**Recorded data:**
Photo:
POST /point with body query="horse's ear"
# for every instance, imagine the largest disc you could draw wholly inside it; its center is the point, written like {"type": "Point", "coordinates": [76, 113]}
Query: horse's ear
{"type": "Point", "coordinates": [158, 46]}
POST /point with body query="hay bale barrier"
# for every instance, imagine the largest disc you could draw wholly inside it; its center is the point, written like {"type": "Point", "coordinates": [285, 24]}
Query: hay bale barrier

**REQUIRED WORK:** When you repeat the data, keep each line exactly as given.

**TASK ANSWER:**
Photo:
POST /point with body query="horse's ear"
# for every instance, imagine the largest disc you could draw wholly inside it; its center is the point, written like {"type": "Point", "coordinates": [76, 113]}
Query: horse's ear
{"type": "Point", "coordinates": [158, 46]}
POST /point with body query="hay bale barrier"
# for every instance, imagine the largest disc you could draw wholly inside it; its center is the point, written like {"type": "Point", "coordinates": [285, 24]}
Query: hay bale barrier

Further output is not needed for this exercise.